## Requirements
Copy out everything in the records below from the line containing "output x=46, y=967." down to the line containing "x=279, y=555", both lines included and requests kept. Raise every coordinate in the answers by 66, but leave the requests and their sample outputs unchanged.

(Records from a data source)
#####

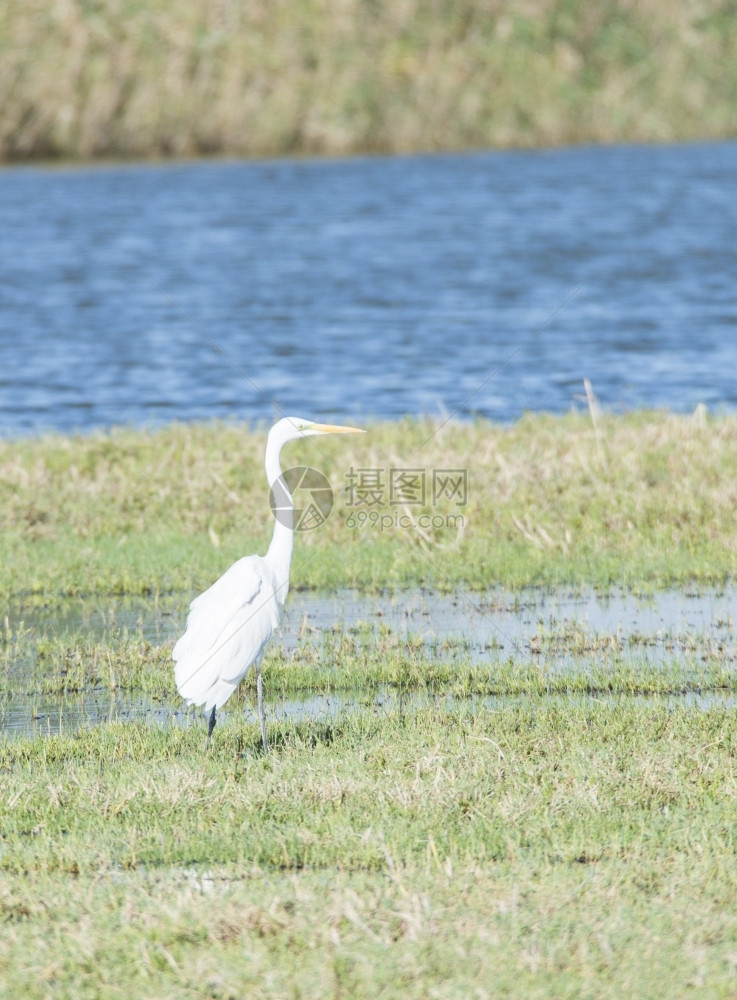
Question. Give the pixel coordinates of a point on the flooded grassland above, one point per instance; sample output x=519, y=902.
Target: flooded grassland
x=502, y=757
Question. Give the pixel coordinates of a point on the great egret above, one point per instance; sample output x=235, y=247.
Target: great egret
x=229, y=625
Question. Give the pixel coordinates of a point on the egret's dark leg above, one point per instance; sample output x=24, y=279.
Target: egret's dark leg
x=210, y=726
x=261, y=714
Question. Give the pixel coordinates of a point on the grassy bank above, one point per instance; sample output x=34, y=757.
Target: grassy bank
x=644, y=500
x=142, y=79
x=545, y=851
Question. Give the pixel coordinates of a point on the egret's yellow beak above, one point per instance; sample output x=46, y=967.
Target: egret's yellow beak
x=336, y=429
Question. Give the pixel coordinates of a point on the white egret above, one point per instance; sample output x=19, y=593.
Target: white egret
x=229, y=625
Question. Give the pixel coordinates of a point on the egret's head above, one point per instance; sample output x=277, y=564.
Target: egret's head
x=290, y=428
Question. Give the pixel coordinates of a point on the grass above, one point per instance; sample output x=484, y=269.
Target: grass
x=550, y=831
x=538, y=850
x=643, y=500
x=124, y=78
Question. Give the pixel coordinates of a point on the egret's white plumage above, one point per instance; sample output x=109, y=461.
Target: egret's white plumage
x=231, y=622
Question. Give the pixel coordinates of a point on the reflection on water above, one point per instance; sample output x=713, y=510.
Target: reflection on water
x=563, y=629
x=368, y=287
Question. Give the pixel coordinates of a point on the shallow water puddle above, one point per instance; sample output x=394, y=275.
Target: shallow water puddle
x=565, y=629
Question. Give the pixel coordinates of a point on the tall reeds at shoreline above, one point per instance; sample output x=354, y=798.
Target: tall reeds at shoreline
x=124, y=78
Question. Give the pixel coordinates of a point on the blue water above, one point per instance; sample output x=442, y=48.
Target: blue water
x=488, y=283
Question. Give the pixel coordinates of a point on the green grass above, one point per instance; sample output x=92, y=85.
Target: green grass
x=562, y=827
x=644, y=500
x=579, y=850
x=161, y=78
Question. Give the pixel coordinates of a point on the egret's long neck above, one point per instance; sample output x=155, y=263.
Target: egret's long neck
x=279, y=555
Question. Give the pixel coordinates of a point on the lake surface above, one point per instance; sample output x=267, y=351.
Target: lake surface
x=488, y=283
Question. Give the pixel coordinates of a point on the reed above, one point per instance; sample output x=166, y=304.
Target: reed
x=127, y=78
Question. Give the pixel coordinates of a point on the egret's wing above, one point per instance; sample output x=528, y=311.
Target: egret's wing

#####

## The reply
Question. Give the pixel coordinates of a point on the egret's yellow beak above, one point per instance; sample output x=46, y=967.
Target: egret's yellow beak
x=402, y=495
Question. Give the pixel coordinates of a point on the white egret above, one point per instance; sample output x=19, y=593.
Target: white egret
x=295, y=691
Question. Give the pixel coordinates of a point on the egret's head above, one point per instance; sample output x=277, y=564.
Target: egret's head
x=356, y=494
Question. Give the pixel coordinates of a point on the grass above, one point per instance; sample output x=484, y=269.
Target: grass
x=616, y=897
x=604, y=916
x=709, y=566
x=190, y=144
Question. Give the pixel coordinates of a point on the egret's white plumage above, one point per instance; sample output x=109, y=461.
Target: egret's white plumage
x=297, y=688
Question. Give the pixel coordinates of a point on the reflection on water above, one point per instance; sample output x=713, y=510.
Target: reflection on water
x=629, y=695
x=434, y=353
Question. Give the pixel coordinates of a point on the shallow water puddle above, one point per instance; sample output x=394, y=275.
Target: shallow water puddle
x=631, y=695
Question. Give the pixel coordinates of a point on the tall reeds at shoreline above, one point per instance; sample output x=354, y=798.
Target: tall reeds at shoreline
x=190, y=144
Question. Give the pixel coordinates of a point on the blue water above, one point per instance; sample output x=442, y=48.
Target: blue water
x=554, y=349
Question. Give the pixel coordinates of a point on the green grass above, one point per instance; sample output x=92, y=85.
Target: green grass
x=628, y=893
x=710, y=566
x=645, y=916
x=227, y=144
Question. Give the pixel coordinates of a point on the egret's long neck above, one point per instance; sample output x=155, y=263.
Target: egret's long neck
x=345, y=621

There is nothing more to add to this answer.